WHAT YOU SHOULD DO:
Count the lines in the entries below that contain the string "water". Case counts. Reply with the number alone.

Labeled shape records
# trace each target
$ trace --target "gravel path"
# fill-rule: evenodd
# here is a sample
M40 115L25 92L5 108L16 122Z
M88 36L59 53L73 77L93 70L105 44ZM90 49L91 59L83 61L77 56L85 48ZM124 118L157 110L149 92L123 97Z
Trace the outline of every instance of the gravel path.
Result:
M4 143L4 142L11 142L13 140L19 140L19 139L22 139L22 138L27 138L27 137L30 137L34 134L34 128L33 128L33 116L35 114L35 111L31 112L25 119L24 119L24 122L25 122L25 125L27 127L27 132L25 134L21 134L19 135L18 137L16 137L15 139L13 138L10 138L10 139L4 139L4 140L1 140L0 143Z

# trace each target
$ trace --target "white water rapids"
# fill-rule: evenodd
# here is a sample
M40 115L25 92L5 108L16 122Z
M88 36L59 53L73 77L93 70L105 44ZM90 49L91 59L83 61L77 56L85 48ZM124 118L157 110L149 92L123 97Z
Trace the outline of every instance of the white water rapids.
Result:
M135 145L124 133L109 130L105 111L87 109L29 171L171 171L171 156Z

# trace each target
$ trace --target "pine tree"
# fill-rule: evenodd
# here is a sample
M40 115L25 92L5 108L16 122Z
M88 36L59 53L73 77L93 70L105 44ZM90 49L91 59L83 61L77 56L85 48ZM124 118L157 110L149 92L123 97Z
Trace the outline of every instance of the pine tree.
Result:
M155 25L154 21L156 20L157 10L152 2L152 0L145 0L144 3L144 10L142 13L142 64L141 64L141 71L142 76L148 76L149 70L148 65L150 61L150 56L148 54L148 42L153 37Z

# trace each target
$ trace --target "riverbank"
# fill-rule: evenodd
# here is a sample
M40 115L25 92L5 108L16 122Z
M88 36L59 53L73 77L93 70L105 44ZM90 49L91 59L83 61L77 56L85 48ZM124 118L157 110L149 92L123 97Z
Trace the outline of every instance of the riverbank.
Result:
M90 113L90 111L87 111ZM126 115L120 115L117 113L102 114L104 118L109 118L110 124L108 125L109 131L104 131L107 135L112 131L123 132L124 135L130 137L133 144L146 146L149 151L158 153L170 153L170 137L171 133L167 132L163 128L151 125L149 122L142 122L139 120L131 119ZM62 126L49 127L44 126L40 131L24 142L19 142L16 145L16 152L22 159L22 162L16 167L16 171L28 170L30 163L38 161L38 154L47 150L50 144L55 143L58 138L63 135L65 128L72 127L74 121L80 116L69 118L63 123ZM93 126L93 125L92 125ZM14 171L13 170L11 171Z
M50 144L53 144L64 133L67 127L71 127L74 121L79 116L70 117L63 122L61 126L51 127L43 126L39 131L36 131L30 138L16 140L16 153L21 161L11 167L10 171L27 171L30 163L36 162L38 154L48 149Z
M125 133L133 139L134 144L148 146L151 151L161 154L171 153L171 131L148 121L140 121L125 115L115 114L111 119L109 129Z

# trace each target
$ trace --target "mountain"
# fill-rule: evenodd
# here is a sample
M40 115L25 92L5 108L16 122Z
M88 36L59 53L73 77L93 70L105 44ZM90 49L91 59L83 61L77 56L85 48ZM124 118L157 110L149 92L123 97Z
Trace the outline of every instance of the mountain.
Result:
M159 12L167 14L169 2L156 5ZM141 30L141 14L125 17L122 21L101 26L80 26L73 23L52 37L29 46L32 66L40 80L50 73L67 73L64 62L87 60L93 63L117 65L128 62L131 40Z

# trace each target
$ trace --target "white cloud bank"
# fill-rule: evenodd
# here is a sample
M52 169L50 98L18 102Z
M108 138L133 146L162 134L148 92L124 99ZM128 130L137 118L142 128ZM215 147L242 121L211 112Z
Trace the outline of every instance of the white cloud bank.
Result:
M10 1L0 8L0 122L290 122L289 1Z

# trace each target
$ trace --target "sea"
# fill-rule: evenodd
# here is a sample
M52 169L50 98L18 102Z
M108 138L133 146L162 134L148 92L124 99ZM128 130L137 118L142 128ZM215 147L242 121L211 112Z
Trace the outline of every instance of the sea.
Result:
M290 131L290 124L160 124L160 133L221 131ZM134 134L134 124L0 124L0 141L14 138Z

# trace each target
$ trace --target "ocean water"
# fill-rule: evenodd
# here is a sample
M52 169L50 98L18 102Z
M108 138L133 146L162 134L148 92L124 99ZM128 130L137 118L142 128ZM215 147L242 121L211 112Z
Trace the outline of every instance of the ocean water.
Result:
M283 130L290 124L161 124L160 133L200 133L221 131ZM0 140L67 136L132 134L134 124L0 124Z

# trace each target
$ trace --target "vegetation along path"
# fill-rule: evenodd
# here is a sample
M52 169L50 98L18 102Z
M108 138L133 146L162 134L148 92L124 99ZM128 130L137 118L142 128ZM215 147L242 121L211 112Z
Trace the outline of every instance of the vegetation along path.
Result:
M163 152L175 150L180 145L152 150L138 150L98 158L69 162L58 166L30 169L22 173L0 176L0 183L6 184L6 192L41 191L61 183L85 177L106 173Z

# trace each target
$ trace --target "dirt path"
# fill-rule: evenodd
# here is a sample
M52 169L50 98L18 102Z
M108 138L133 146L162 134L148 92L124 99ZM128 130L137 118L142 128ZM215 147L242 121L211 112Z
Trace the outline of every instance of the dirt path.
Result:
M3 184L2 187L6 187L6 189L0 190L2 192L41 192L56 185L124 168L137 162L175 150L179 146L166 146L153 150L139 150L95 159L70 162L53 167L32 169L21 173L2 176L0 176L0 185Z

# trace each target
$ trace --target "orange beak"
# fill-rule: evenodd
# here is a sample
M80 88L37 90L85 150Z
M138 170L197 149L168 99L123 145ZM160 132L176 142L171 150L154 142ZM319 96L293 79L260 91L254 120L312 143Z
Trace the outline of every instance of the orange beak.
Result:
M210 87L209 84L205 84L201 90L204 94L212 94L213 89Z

CORRECT RESULT:
4